● **Activity**:
When you copy the data, keep every line exactly as written and skip the pictures.

━━━

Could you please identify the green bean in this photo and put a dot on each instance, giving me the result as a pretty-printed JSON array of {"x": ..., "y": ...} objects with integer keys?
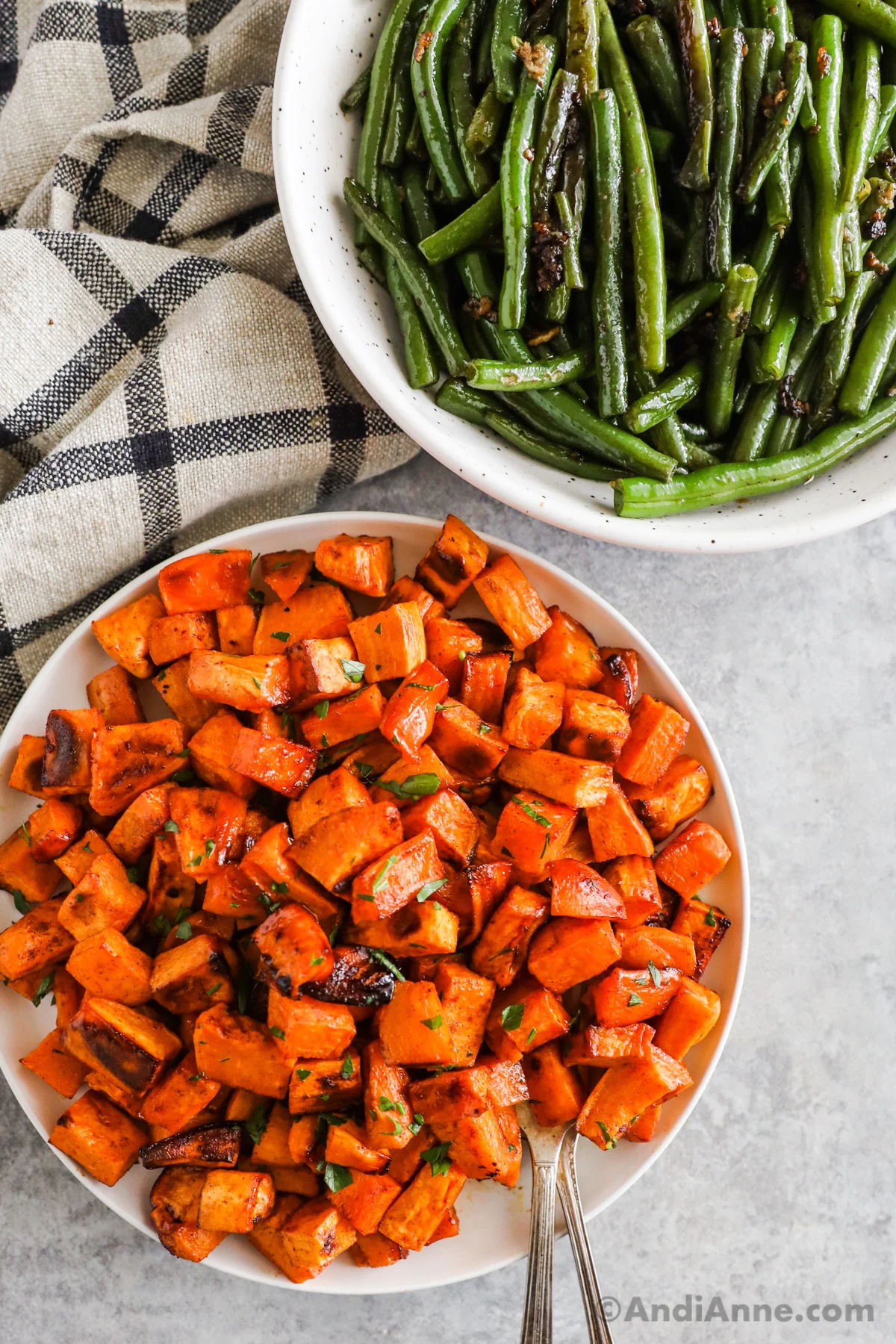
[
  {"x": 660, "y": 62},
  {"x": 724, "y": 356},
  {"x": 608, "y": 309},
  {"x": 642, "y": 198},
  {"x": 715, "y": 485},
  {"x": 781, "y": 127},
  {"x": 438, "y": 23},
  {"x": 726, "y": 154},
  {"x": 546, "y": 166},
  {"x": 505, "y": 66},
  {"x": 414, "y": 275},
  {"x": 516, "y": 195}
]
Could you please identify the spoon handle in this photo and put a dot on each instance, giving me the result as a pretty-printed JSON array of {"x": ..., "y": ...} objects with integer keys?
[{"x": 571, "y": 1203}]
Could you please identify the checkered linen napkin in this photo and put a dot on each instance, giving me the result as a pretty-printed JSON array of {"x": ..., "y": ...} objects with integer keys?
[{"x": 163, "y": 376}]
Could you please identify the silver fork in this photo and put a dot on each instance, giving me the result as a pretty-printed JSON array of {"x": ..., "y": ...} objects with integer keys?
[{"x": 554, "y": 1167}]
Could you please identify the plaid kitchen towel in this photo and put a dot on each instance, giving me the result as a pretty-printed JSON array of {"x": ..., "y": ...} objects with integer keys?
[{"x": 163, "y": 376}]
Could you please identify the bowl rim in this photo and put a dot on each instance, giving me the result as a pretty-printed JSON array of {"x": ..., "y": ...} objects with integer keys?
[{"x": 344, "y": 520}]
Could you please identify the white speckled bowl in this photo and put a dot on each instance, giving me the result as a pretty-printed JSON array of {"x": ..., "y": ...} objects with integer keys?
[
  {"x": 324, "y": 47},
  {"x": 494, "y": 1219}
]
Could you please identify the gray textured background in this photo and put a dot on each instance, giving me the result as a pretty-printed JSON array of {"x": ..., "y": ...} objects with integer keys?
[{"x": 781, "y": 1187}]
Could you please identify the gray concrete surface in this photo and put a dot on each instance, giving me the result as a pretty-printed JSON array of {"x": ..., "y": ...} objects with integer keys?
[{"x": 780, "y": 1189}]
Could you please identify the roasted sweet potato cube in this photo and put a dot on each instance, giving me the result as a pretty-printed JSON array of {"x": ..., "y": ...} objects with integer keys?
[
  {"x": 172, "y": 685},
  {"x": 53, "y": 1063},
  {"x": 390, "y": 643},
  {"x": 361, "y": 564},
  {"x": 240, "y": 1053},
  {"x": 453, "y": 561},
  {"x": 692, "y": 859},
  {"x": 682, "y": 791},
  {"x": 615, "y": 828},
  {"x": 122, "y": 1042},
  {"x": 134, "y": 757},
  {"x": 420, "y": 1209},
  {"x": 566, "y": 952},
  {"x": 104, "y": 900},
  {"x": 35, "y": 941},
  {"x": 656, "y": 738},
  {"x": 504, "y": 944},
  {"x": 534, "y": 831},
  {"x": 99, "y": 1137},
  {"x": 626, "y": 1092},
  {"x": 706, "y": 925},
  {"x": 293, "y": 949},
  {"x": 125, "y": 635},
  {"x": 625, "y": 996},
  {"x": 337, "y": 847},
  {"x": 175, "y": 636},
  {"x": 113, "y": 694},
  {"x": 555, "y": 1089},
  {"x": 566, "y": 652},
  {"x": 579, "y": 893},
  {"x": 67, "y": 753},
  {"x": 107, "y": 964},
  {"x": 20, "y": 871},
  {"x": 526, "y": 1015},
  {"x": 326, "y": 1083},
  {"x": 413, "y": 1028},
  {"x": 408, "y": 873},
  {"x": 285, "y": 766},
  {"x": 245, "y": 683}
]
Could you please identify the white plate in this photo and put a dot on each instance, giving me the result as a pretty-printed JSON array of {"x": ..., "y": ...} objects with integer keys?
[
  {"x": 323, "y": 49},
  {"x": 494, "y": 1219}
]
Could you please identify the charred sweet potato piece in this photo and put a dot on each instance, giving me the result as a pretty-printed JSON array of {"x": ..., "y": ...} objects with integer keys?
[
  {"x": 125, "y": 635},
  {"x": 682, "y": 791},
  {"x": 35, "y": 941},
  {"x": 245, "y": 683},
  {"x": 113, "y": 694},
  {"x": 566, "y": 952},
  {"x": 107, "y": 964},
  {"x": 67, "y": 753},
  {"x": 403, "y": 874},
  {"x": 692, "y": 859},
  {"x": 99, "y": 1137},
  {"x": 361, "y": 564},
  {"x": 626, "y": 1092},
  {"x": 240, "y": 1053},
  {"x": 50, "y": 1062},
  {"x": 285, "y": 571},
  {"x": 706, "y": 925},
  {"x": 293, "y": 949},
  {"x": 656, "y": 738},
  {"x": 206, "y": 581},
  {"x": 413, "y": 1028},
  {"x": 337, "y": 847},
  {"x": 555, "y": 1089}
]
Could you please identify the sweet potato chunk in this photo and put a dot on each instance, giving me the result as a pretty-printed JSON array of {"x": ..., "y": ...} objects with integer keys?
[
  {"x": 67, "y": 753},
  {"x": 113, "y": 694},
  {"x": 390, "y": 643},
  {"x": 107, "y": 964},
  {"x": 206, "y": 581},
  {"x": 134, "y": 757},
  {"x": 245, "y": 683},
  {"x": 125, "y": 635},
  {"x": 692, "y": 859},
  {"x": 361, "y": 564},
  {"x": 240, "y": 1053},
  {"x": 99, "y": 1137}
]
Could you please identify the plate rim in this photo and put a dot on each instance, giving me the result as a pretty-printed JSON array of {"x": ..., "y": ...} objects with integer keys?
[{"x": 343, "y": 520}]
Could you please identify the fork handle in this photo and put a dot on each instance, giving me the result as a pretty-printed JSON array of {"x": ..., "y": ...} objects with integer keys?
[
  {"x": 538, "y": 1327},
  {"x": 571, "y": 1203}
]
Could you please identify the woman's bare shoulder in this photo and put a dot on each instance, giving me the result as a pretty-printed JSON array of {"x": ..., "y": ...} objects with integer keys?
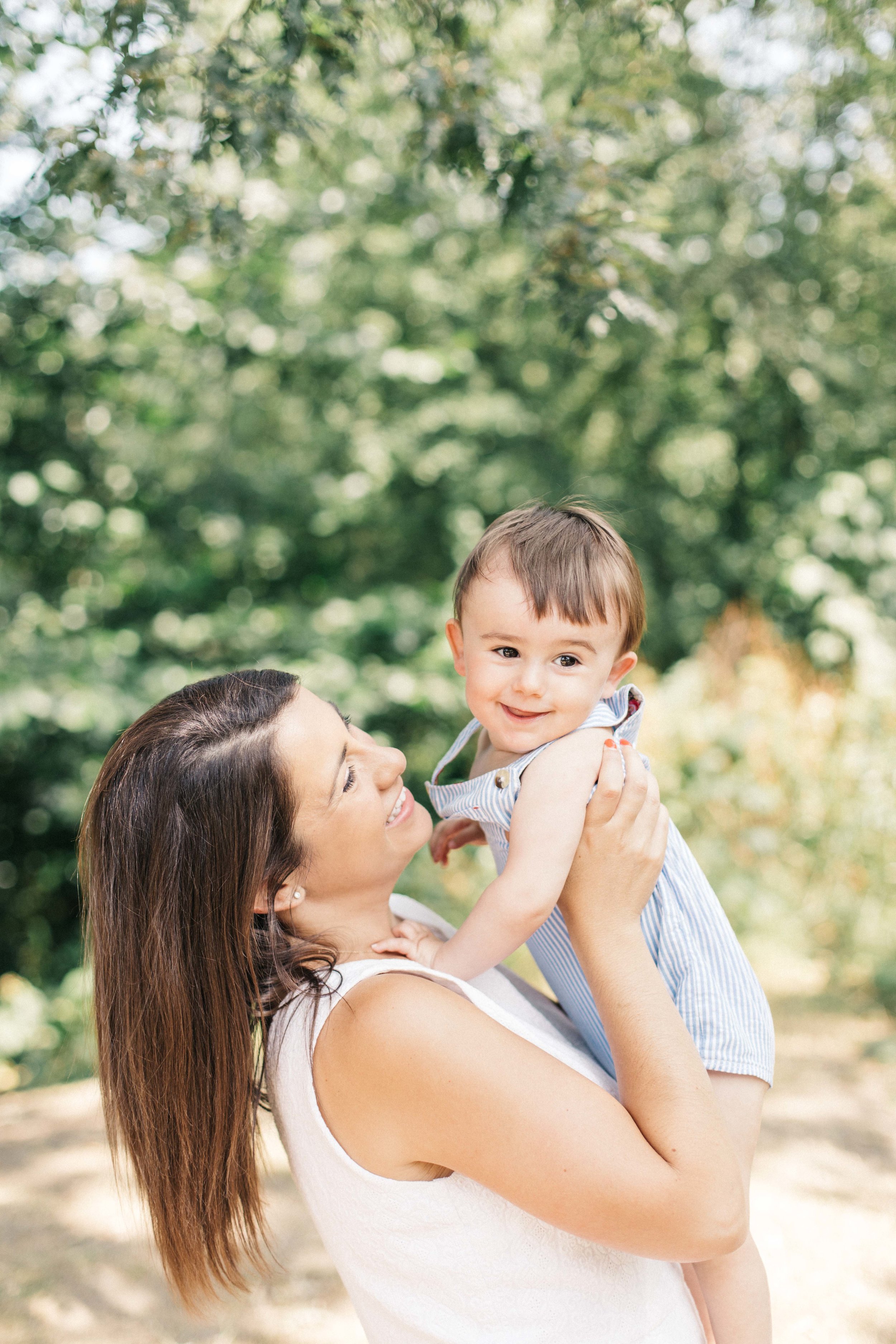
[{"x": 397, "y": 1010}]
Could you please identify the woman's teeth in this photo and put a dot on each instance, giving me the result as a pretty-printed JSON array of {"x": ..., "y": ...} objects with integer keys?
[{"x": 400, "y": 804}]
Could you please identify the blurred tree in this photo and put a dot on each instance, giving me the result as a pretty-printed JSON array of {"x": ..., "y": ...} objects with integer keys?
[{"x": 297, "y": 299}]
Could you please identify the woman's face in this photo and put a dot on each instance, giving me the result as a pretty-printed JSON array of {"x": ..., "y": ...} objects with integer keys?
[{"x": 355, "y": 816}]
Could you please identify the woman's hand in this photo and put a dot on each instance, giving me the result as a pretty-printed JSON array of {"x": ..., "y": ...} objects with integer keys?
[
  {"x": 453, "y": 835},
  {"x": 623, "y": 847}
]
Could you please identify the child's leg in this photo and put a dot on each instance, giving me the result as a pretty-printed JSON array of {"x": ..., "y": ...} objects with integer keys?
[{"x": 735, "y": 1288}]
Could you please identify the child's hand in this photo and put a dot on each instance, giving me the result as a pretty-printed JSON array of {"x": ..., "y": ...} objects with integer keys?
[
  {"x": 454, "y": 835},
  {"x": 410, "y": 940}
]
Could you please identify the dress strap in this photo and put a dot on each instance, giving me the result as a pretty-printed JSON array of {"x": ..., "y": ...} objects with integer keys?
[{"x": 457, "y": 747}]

━━━

● **Written answer**:
Could you please identify the green bean in this photo and put a dot on each instance, giving me the result as a pretty-printed JSON array of {"x": ..., "y": ...} objects with integer keys?
[
  {"x": 660, "y": 62},
  {"x": 724, "y": 356},
  {"x": 608, "y": 309},
  {"x": 642, "y": 198},
  {"x": 715, "y": 485},
  {"x": 781, "y": 127},
  {"x": 438, "y": 23},
  {"x": 726, "y": 154},
  {"x": 546, "y": 166},
  {"x": 505, "y": 66},
  {"x": 414, "y": 275},
  {"x": 516, "y": 195}
]
Could you please identify the spoon handle in this photo and put a dot on each instance, giving me the result as a pretty-printed JSON array of {"x": ..., "y": ...} objects with integer keys?
[{"x": 571, "y": 1203}]
Could you please identify the checkered linen napkin in this photo and put a dot on each instance, giving me the result as a pretty-printed JSON array of {"x": ..., "y": ...} objects with integer keys?
[{"x": 163, "y": 376}]
Could you please identify the silver fork in this photo and put a dot on each instance, giving me the result as a pretty-printed JSON array of {"x": ..., "y": ...} objects with integer keys?
[{"x": 554, "y": 1167}]
Could you please identify the plaid kitchen towel in this photo and put a dot on each instance, giving me the result as a pretty-printed JSON array of {"x": ..., "y": ...} objects with integer keys?
[{"x": 163, "y": 376}]
Could you please identify the bowl rim in this photo and put a dot on each instance, giving me the result as a pretty-printed JSON array of {"x": ..., "y": ...} objects with integer keys?
[{"x": 344, "y": 520}]
Could you please identify the white speckled bowl in this photo and put a dot on each instance, giving me the result as a pretty-printed JSON array of {"x": ..., "y": ...} objects with integer keys?
[
  {"x": 324, "y": 47},
  {"x": 494, "y": 1219}
]
Could you please identify the gray textured background in this photo and put a dot on each instance, giving me the result as a pretty-printed JSON array of {"x": ..., "y": ...} objects with integer keys?
[{"x": 781, "y": 1187}]
Could you please identify the gray concrete surface in this photo and put a dot on each instance, giving me the result as a pretty-printed JSON array of {"x": ..., "y": ...} objects with integer keys?
[{"x": 780, "y": 1189}]
Could you please identify the roasted sweet potato cube in this photo and put a dot on each instance, giving me the result as a pretty-printed JSON array of {"x": ..., "y": ...} objects with integer keys?
[
  {"x": 172, "y": 685},
  {"x": 53, "y": 1063},
  {"x": 390, "y": 643},
  {"x": 361, "y": 564},
  {"x": 240, "y": 1053},
  {"x": 453, "y": 561},
  {"x": 692, "y": 859},
  {"x": 682, "y": 791},
  {"x": 615, "y": 828},
  {"x": 122, "y": 1042},
  {"x": 134, "y": 757},
  {"x": 420, "y": 1209},
  {"x": 566, "y": 952},
  {"x": 104, "y": 900},
  {"x": 35, "y": 941},
  {"x": 656, "y": 738},
  {"x": 504, "y": 944},
  {"x": 534, "y": 831},
  {"x": 99, "y": 1137},
  {"x": 626, "y": 1092},
  {"x": 706, "y": 925},
  {"x": 293, "y": 949},
  {"x": 125, "y": 635},
  {"x": 625, "y": 996},
  {"x": 337, "y": 847},
  {"x": 175, "y": 636},
  {"x": 113, "y": 694},
  {"x": 555, "y": 1089},
  {"x": 566, "y": 652},
  {"x": 579, "y": 893},
  {"x": 67, "y": 753},
  {"x": 107, "y": 964},
  {"x": 20, "y": 871},
  {"x": 526, "y": 1015},
  {"x": 326, "y": 1083},
  {"x": 413, "y": 1028},
  {"x": 408, "y": 873},
  {"x": 285, "y": 766},
  {"x": 245, "y": 683}
]
Could you please identify the white plate in this photo and put a dot on each instance, giving me the result as a pretty-printed JSON array of {"x": ..., "y": ...} objects with integer keys?
[
  {"x": 323, "y": 49},
  {"x": 494, "y": 1219}
]
Could you please identify the charred sweet potato piece in this photo and put a dot on each instance, giving me the result as a pretty-printed JSON array of {"x": ..., "y": ...} objects with integer keys?
[
  {"x": 125, "y": 635},
  {"x": 682, "y": 791},
  {"x": 35, "y": 941},
  {"x": 245, "y": 683},
  {"x": 113, "y": 694},
  {"x": 566, "y": 952},
  {"x": 107, "y": 964},
  {"x": 67, "y": 753},
  {"x": 403, "y": 874},
  {"x": 692, "y": 859},
  {"x": 99, "y": 1137},
  {"x": 361, "y": 564},
  {"x": 626, "y": 1092},
  {"x": 240, "y": 1053},
  {"x": 50, "y": 1062},
  {"x": 285, "y": 571},
  {"x": 706, "y": 925},
  {"x": 293, "y": 949},
  {"x": 656, "y": 738},
  {"x": 206, "y": 581},
  {"x": 413, "y": 1028},
  {"x": 337, "y": 847},
  {"x": 555, "y": 1089}
]
Could you please identify the sweet potato chunk in this photo and put a dot on each instance, giving me the result as a pretty-printed JSON array of {"x": ..., "y": ...} objects with integer keys?
[
  {"x": 67, "y": 753},
  {"x": 113, "y": 694},
  {"x": 390, "y": 643},
  {"x": 107, "y": 964},
  {"x": 206, "y": 581},
  {"x": 134, "y": 757},
  {"x": 245, "y": 683},
  {"x": 125, "y": 635},
  {"x": 692, "y": 859},
  {"x": 361, "y": 564},
  {"x": 240, "y": 1053},
  {"x": 99, "y": 1137}
]
Could you please identify the plate rim in this photo and put a dot on each instance, giving me the result as a pretty-printed JSON array of {"x": ..., "y": ...} objects with integer keys?
[{"x": 343, "y": 520}]
Could you please identify the fork handle in this photo and put a dot on each instance, giving me the result as a pretty-printed JSON array of {"x": ..., "y": ...} objects with integer keys?
[
  {"x": 538, "y": 1327},
  {"x": 571, "y": 1203}
]
Could you please identify the woman's bare shoulder in this photo and put a dot on each instance, giving me the result as a pretty-printed JSON array of {"x": ..., "y": ...} objects with integer keys?
[{"x": 397, "y": 1010}]
Could you please identify the woman's teeth in this photo and put a dot on each instance, giving me the result as a pretty-printed JSON array of {"x": ..., "y": ...} objects with integer keys?
[{"x": 400, "y": 804}]
Could you please identify the blurred tree in this photo and put a dot on each instance, giving me the result as a pretty-printed JSON array of {"x": ..., "y": ...} objects with integer keys?
[{"x": 297, "y": 299}]
Could you please identify the woman's face in this photo and put a dot on each instance, giving me the result as a pretty-printed JSON array of {"x": ..., "y": ...} objects with integer keys?
[{"x": 355, "y": 816}]
Could you please identify the woman's hand in this photo and put a dot on each instance, giving me the result as a pretty-printed JSON array of {"x": ..., "y": ...} objects with integer keys?
[
  {"x": 453, "y": 835},
  {"x": 623, "y": 847}
]
Could you please identify the child's leg in this photo and put a dot on each instance, giving me the result as a pretty-printed JSON array of {"x": ..., "y": ...} objects with integer keys?
[{"x": 735, "y": 1288}]
Could you please identify the child's hand in this photo and put a dot on each instance, giving me the result as a pretty-printed JSON array of {"x": ..., "y": ...} objects with integer keys?
[
  {"x": 454, "y": 835},
  {"x": 410, "y": 940}
]
Could you please identify the dress strap in this photo and put a dot on each instance, giving me the result as a pretty-printed JSON array of {"x": ..., "y": ...} objects with integer keys?
[{"x": 457, "y": 747}]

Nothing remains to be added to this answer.